### Set exercise A
Count the lines in the rows below that contain the word "wristwatch", and give only that number.

### Provided passage
6 Responses to “Unsettling the Realness of Reality”

  1. Interesting additional note about senses: what about the sense of smell? Is it different from sight in some way?I I’ve been thinking about AGENCY a lot-whether or not we have the ability to ignore our senses. Perhaps the white noise (and the capitalism) that surrounds us keeps us from fully experiencing this agency. Not only do we see (text) and hear (radio) things we don’t want to, we are even made to look–rather, see–things we don’t want to (the ability to move our eyes doesn’t keep us from imagining death).

    Smell seems to be a little different, especially as is appears in the novel. Why does Murray smell everything? Has smell been commodified in the same way? Perhaps through perfumes and the like, but I would argue that it’s the least affected sense.

    Just musing.

    –N.S.

  2. Science depends upon people figuring it out, and the machines that people create can obviously make errors, as Heinrich and Jack’s conversation points out (I’m assuming they used radar and such to create the weather report to which Heinrich is referring). What does being “more reliable, more accurate, more true, more real” entail? When Jack goes in for his screening to test for the effects Nyodene D. may have had on his body at Autumn Harvest Farms, the doctor says “knowledge changes every day . . . We have some conflicting data that says exposure to this substance can definitely lead to a mass” (280). Science changes over time; what may be accurate one day isn’t necessarily accurate the next. Heinrich’s denial that it is raining because the radio told him it would not rain until the evening is intriguing; equally interesting is how DeLillo (and we) always refer to “it” as “the radio.” “The radio” itself cannot speak; someone speaks over the radio, has their voice become waves and radiation. By saying just “the radio,” we take away the human aspect (and thus the error) that seems to, in some sense, undermine everything, even science.

    And just some thoughts on commodification: I personally still do not believe that hearing a story or telling a story, as Jack hears from the people on the plane who thought they were going to die, necessarily commodifies the story. I think we need to clearly define “commodity.” Is a commodity merely a thing one possesses? Or is there another element to it? If the story were heard and then WRITTEN DOWN and then SOLD, that would clearly be commodifying it. But if they just wrote it down and did nothing with it? Then what is the media not telling us? And I believe that the lack of quotations when Jack retells the story of the plane almost crashing actually makes the story more authentic; really, in a first person story, how can one really remember every single dialog, word for word, that one had with someone else? In some ways, that makes me wonder about the conversations Jack has with everyone else in the novel, and how perspective and narration functions. By not having quotation marks during that passage, it is like an admission that some of it may be inaccurate, that parts of it may be left out.

### Set exercise B
Answer these questions from the responses above, one answer per line, marked the same way.
(i) Which sense does the first response call the least affected?
(ii) What page number does the second response cite for the doctor's words?
(iii) According to the second response, when did the radio tell Heinrich it would rain?

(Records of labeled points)

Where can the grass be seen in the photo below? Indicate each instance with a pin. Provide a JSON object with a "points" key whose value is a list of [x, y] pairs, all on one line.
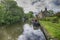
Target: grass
{"points": [[10, 32], [53, 29]]}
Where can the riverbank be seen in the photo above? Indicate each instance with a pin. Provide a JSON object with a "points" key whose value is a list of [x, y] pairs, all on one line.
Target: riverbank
{"points": [[53, 29], [10, 32]]}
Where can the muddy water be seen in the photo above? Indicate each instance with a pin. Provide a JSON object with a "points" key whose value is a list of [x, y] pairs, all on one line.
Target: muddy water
{"points": [[30, 34]]}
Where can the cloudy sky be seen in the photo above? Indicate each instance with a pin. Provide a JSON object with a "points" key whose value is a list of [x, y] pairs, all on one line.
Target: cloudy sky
{"points": [[37, 5]]}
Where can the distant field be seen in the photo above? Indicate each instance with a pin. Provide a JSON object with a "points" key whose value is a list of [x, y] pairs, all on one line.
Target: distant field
{"points": [[53, 29]]}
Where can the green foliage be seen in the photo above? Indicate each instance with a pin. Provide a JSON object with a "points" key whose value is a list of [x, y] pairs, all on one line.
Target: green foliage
{"points": [[53, 29], [10, 12], [58, 14], [51, 12], [29, 15]]}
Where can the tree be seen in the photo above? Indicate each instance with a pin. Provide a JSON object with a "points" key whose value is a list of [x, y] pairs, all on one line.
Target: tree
{"points": [[10, 12], [51, 12]]}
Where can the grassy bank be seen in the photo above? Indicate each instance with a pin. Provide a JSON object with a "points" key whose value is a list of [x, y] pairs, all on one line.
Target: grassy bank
{"points": [[10, 32], [53, 29]]}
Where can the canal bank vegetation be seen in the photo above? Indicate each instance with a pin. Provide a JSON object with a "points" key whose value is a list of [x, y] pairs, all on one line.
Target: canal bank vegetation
{"points": [[52, 26], [11, 25], [10, 12]]}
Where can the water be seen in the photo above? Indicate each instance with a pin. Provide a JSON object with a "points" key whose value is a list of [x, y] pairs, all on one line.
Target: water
{"points": [[30, 34]]}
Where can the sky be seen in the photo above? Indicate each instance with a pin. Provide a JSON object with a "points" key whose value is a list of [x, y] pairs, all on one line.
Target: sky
{"points": [[38, 5]]}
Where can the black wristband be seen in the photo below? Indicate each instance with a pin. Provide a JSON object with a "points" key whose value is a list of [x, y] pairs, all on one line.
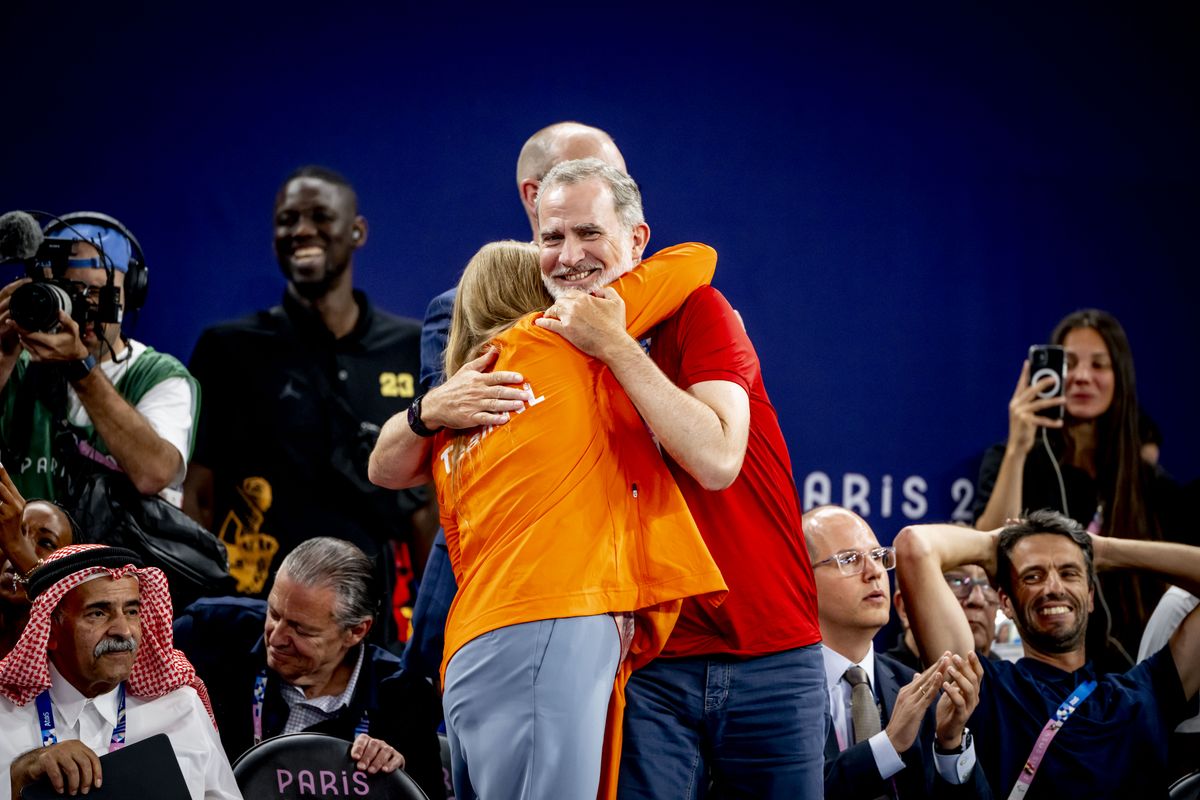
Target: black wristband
{"points": [[79, 370], [414, 420]]}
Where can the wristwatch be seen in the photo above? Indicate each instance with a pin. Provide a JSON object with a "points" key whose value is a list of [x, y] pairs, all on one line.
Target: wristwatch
{"points": [[78, 370], [964, 743], [414, 420]]}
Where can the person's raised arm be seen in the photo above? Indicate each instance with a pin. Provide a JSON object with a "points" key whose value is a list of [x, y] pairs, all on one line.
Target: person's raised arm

### Task response A
2

### Task response B
(i) Smell
(ii) 280
(iii) Not until the evening